▸ SHORT EXERCISE A:
In the piece on Sanders and Warren:
(i) Which CNN reporter exposed dialogue from the 2018 campaign strategy meeting?
(ii) What did campaign manager Faiz Shakir call the reported account?
(iii) For which publication did Rebecca Traister write her recent piece?
▸ SHORT EXERCISE B:
In the piece on Sanders and Warren, write out the stretch from "Electing initially to" through "legislative track records." again, substituting "mudslinging" for "muckraking".

--- EXCERPT TO READ ---

Sanders’ supporters’ vitriolic refusal to doubt their patron is structurally supported by a longstanding political narrative: that the [liberal establishment] media refuses to give the democratic socialist fair coverage. I am sympathetic to this argument-that there is potentially some concerted mediated effort to misrepresent Bernie Sanders-but I remain largely skeptical of its scale, coordination, or relative ‘worseness’ compared to any other contemporary candidate.
Conglomerate ownership and standardization aside, the general media is pronouncedly and divisively fragmented. Consequently, I do believe there are distinct ways in which the media distorts Bernie Sanders’ presidential campaign. I also believe, however, that there are certain marked elements of Sanders’ broader media coverage that favor the Vermontian.
He said, she said
In anticipation of larger arguments about primary media coverage, let’s first break down this most recent Bernie campaign tension. Earlier this week, CNN’s MJ Lee exposed dialogue from a 2018 campaign strategy meeting between Sanders and Warren. Though the conversation was largely familial and civil, Lee tells us, Sanders at one point directly told Warren that he didn’t believe a woman could win the presidential election. She disagreed. The conversation moved on.
Electing initially to remain silent, Warren is now confirming the trueness of both the event and the quote. But that’s as much as her campaign is willing to do, it seems, in a pointed effort to rise above the muckraking and sticky discussions of sexism that have the potential to slow her momentum. It’s a smart decision, especially as accusations of dishonesty or inauthenticity stick more effectively to women than their male counterparts and have already been attributed more routinely to Warren than any other candidate in the race, even those with spottier legislative track records.
Sanders’ perspective is that rumors of his sexism-to parodically quote literary legend Mark Twain-have been greatly exaggerated. The Vermont senator denies ever telling Elizabeth Warren that a woman “couldn’t win the election,” suggesting instead that the only comments he made to Warren about her presidential chances concerned the opposition’s sexist and misogynistic behavior. “What I did say that night,” Sanders himself corrected journalists, “Was that Donald Trump is a sexist, a racist, and a liar who would weaponize whatever he could.”
Sanders’ core base believes him wholeheartedly, and mounted furious defense. Campaign manager Faiz Shakir bluntly called the reported account “a lie,” and supporters launched ferocious social media campaigns both sharing highlights of Sanders’ historical commitment to political feminism and attacking Warren (scroll through the replies to any of her Tweets from the 24 hours after the news broke and you’ll find it replete with snake emojis).
Here’s the truth: whether Sanders ever told Warren she couldn’t win the election in so many words is irrelevant. Because what Sanders did say, in his own words, is not antithetical to what Warren may well have heard.
Rebecca Traister lays this argument out exquisitely in this recent piece, written for The Cut. “Women,” Traister writes, “Hear predictions about the kind of bias that could be effectively wielded against them all the time, not just from sexists or blowhards but from friends and allies and progressives and feminists.” This striking lack of belief in the possibility of a female president is key to the ‘electability’ narrative that Warren is dauntlessly grappling with this primary season. Progressives are reluctant to fully throw themselves behind a female candidate again because, as Sanders himself says he discussed with Warren, “She will be running in a general election against a hateful misogynist and that presents a real-life, genuine set of challenges for a female candidate.”

--- DATASET EXTRACT ---

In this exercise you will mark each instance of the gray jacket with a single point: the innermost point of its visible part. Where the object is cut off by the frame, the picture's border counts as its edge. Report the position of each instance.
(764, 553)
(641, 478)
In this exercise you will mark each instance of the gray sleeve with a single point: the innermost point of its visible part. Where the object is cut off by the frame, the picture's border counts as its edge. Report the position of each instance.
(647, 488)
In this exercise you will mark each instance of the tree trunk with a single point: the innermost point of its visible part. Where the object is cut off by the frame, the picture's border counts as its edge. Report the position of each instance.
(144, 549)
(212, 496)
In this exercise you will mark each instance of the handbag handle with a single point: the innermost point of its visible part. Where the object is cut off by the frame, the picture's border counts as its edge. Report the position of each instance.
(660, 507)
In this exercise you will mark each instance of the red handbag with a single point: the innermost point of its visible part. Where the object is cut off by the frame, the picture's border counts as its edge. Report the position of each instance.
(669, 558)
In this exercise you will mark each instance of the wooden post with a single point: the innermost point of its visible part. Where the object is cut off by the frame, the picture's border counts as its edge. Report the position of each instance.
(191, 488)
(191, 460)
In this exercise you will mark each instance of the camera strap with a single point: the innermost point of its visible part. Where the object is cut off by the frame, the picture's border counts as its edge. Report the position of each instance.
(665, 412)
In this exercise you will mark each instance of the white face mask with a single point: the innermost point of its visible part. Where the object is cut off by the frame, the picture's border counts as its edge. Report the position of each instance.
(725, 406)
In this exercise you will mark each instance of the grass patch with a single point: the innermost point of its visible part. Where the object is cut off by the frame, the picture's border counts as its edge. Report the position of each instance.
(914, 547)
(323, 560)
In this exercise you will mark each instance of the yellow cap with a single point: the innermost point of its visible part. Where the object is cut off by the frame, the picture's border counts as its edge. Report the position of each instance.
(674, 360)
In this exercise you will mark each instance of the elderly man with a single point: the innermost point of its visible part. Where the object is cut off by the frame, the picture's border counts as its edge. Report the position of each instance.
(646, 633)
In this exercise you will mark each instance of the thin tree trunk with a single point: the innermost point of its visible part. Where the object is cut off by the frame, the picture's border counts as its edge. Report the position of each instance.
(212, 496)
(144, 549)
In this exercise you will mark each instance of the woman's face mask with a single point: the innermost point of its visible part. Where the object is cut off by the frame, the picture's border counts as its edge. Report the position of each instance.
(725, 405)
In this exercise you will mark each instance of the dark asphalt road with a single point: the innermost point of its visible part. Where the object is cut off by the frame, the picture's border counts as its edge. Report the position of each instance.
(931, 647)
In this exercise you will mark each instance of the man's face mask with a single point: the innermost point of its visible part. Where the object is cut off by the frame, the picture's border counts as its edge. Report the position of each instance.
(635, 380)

---

▸ REPLY A:
(i) MJ Lee
(ii) "A lie"
(iii) The Cut

▸ REPLY B:
Electing initially to remain silent, Warren is now confirming the trueness of both the event and the quote. But that’s as much as her campaign is willing to do, it seems, in a pointed effort to rise above the mudslinging and sticky discussions of sexism that have the potential to slow her momentum. It’s a smart decision, especially as accusations of dishonesty or inauthenticity stick more effectively to women than their male counterparts and have already been attributed more routinely to Warren than any other candidate in the race, even those with spottier legislative track records.